TEXT SEGMENT:
* Begin *

On Mon, Dec 16, 2019 at 05:30:14PM -0800, Adam Williamson wrote:
On Mon, 2019-12-16 at 16:52 -0700, John M. Harris Jr wrote:
[snip]
> This doesn't change the fact that many Python scripts
*cannot run on Python
> 3*. Debian is not a museum piece either, and yet they don't just kill the old
> version. The two versions can, and do, work when both installed in parallel.
We are, uh, aware of this. They have been installed in parallel on most
Fedora installs for like a decade now.
BTW, there is another point here which you may not appreciate: Fedora
and Debian aren't really in competition. Fedora does not see its job as
being to Conquer The World and have everyone run Fedora. Fedora is
targeted at particular purposes and particular audiences. If a given
feature isn't actually driving Fedora's mission forward in any way,
it's reasonable to consider not having it any more, or at least not
making it a core part of the distribution and subject to blocking
requirements and so on. There comes a point at which we don't need to
support Python 2 for the people and use cases at which Fedora is aimed.
Will there still be people who need Python 2 for *something* at this
point? Probably! But, just as you point out, if so, they can get it
somewhere else.
Someone using Debian instead of Fedora because they need Python 2 isn't
necessarily a *problem* for Fedora. It's only a problem if it would've
served Fedora's goals and purposes for that person to be using Fedora.
If what they do isn't really a part of Fedora's goals...why should we
worry about them using Debian? Debian is a fine distribution. Nothing
wrong with it.

* End *

SET OF TASKS:
1. Retype the Fedora and Python 2 message between "If what they" and "wrong with it.", inclusive.
2. Extend the Fedora and Python 2 message, picking up after its final sentence.

RECORDS PROVIDED:

* Begin *

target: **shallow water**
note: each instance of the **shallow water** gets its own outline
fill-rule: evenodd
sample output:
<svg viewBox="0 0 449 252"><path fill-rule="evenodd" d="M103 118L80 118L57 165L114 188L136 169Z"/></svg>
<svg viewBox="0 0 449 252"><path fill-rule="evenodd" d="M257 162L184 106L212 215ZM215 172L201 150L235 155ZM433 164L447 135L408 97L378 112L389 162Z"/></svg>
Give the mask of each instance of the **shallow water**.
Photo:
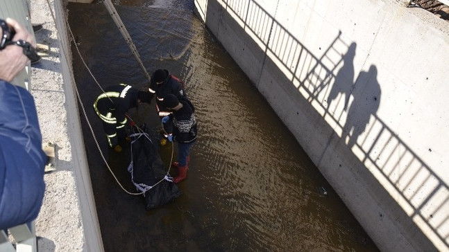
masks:
<svg viewBox="0 0 449 252"><path fill-rule="evenodd" d="M149 73L167 69L186 83L199 137L188 178L179 184L183 195L146 211L143 197L125 193L101 159L87 120L117 179L135 192L126 171L127 150L108 151L91 109L101 89L73 47L106 251L378 251L293 135L192 14L189 1L116 3L122 4L116 8ZM148 81L103 5L71 3L69 10L80 52L99 84L144 88ZM158 131L153 105L130 114ZM160 150L167 165L171 151L171 145ZM327 196L319 193L321 186Z"/></svg>

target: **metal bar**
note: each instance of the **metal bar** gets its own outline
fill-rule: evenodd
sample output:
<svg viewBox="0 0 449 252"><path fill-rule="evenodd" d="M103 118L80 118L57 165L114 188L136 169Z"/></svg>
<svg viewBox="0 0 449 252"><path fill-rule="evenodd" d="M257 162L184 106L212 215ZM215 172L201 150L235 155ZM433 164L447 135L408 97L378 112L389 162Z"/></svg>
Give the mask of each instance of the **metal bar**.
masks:
<svg viewBox="0 0 449 252"><path fill-rule="evenodd" d="M131 50L131 52L133 53L133 54L134 55L134 57L137 60L137 62L139 63L140 68L144 71L144 73L146 76L146 78L148 79L148 81L149 82L151 80L150 75L146 71L146 69L144 66L144 63L140 60L140 55L139 55L139 52L137 52L137 49L136 48L135 45L133 42L131 36L130 36L129 33L128 33L128 30L126 30L126 28L125 27L125 25L121 21L121 19L120 19L120 16L119 16L119 14L117 13L117 10L115 10L115 7L114 7L114 5L112 4L110 0L104 0L103 3L105 4L105 6L106 6L106 9L108 9L108 12L109 12L109 14L110 14L111 17L112 18L112 19L114 20L114 22L115 23L115 25L117 26L117 28L119 28L119 30L120 30L120 33L121 33L124 38L126 41L128 46Z"/></svg>

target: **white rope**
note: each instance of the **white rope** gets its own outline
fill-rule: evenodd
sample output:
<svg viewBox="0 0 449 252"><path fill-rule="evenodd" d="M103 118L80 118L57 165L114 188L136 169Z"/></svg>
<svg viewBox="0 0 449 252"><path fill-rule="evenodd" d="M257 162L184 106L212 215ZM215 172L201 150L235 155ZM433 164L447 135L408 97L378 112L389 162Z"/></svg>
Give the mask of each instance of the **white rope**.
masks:
<svg viewBox="0 0 449 252"><path fill-rule="evenodd" d="M65 17L65 13L62 13L62 15L64 16L64 19L65 19L65 21L66 21L66 24L67 24L67 28L68 28L68 29L69 29L69 31L70 32L70 35L71 36L71 39L72 39L72 41L74 42L74 44L75 45L75 48L76 48L76 51L78 52L78 55L79 55L79 56L80 56L80 58L81 59L81 61L83 62L83 64L84 64L84 66L85 66L85 68L86 68L86 69L87 69L87 71L89 71L89 73L90 74L90 75L92 77L92 78L93 78L93 79L94 79L94 80L95 81L95 83L96 83L96 84L100 87L100 89L101 89L104 92L104 90L103 90L103 89L102 89L102 88L101 88L101 87L100 86L99 83L98 82L98 81L96 80L96 79L95 78L95 77L94 76L93 73L92 73L92 71L90 71L90 69L89 69L89 66L87 66L87 64L86 64L86 63L85 63L85 62L84 61L84 59L83 59L83 56L81 55L81 53L80 52L79 48L78 48L78 45L76 44L76 43L75 43L75 42L75 42L75 37L74 36L74 34L73 34L73 33L72 33L72 31L71 31L71 29L70 28L70 26L69 26L69 21L68 21L68 19L67 19L67 17ZM54 16L53 16L53 21L54 21L54 22L55 22L55 24L56 24L56 20L55 20ZM58 34L59 34L59 33L58 33ZM64 46L61 46L61 48L62 49L62 51L64 51L64 53L65 53L65 55L69 55L69 54L67 54L67 52L66 52L66 51L65 51ZM71 78L72 78L72 79L73 79L73 80L74 80L74 76L73 75L73 73L71 73ZM89 126L89 129L90 129L90 132L92 133L92 136L93 136L93 138L94 138L94 141L95 141L95 144L96 145L96 147L97 147L97 149L99 150L99 152L100 152L100 155L101 156L101 158L103 159L103 161L104 161L105 164L106 165L106 167L108 167L108 169L109 170L109 172L110 172L110 174L112 175L112 177L114 177L114 179L115 179L115 181L116 181L116 182L117 182L117 183L119 185L119 186L120 186L120 188L121 188L121 189L122 189L125 192L128 193L128 195L143 195L145 192L137 192L137 193L136 193L136 192L130 192L128 191L128 190L127 190L126 189L125 189L125 188L121 185L121 183L120 183L120 181L119 181L119 179L117 178L117 177L116 177L116 176L115 176L115 174L114 174L114 172L112 172L112 170L111 169L110 166L110 165L109 165L109 164L108 163L108 161L106 161L106 159L105 158L104 154L103 154L103 152L101 152L101 149L100 148L100 145L99 145L99 143L98 143L98 141L97 141L97 139L96 139L96 137L95 136L95 134L94 133L94 130L93 130L93 129L92 129L92 125L90 124L90 122L89 121L89 118L87 118L87 113L86 113L85 109L85 108L84 108L84 105L83 105L83 102L82 102L82 100L81 100L81 96L80 96L80 94L79 94L79 92L78 92L78 87L76 86L76 84L75 84L75 91L76 92L76 97L77 97L78 100L78 102L79 102L79 103L80 103L80 105L81 105L81 109L82 109L82 111L83 111L83 114L84 117L85 117L85 120L86 120L86 122L87 123L87 125ZM132 119L131 119L131 120L132 120ZM169 170L168 170L169 171L167 172L167 174L168 174L168 172L170 171L170 167L171 166L171 162L172 162L172 160L173 160L173 145L172 145L172 146L171 146L171 160L170 160L170 166L169 167ZM167 176L166 176L166 177L167 177Z"/></svg>

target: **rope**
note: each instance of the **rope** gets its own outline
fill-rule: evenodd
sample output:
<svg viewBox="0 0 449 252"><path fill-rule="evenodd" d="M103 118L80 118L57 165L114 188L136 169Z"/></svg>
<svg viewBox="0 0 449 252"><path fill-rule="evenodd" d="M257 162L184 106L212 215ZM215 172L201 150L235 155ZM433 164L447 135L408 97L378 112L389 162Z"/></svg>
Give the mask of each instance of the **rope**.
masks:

* End *

FINAL ANSWERS:
1.
If what they do isn't really a part of Fedora's goals...why should we
worry about them using Debian? Debian is a fine distribution. Nothing
wrong with it.

2.
To put it another way...Debian and Fedora have different purposes and
different goals. Us dropping Python 2 earlier than Debian do is *things
working the right way*. We (arguably) do more than Debian to drive the
adoption and stabilization of new technologies - new stuff tends to
show up in Fedora earlier than it shows up in Debian. Debian (arguably)
does more than we do to provide long-term support for older software
and support for alternate architectures. This is a *good* thing. It's
an ecosystem that helps everyone.
Also, well, Debian *is* dropping Python 2 in its next release:
-
https://lists.debian.org/debian-python/2019/07/msg00080.html
-
https://wiki.debian.org/Python/2Removal
Many Python 2 modules have been dropped already, many others will be
dropped in the coming months. Yes, there are complications such as
Calibre, but this is, for all intents and purposes, practically
a release goal now.
Sorry for contributing to the more-and-more-off-topic rant, but I just
felt the need to point this out, since I've seen it mentioned a couple
of times recently.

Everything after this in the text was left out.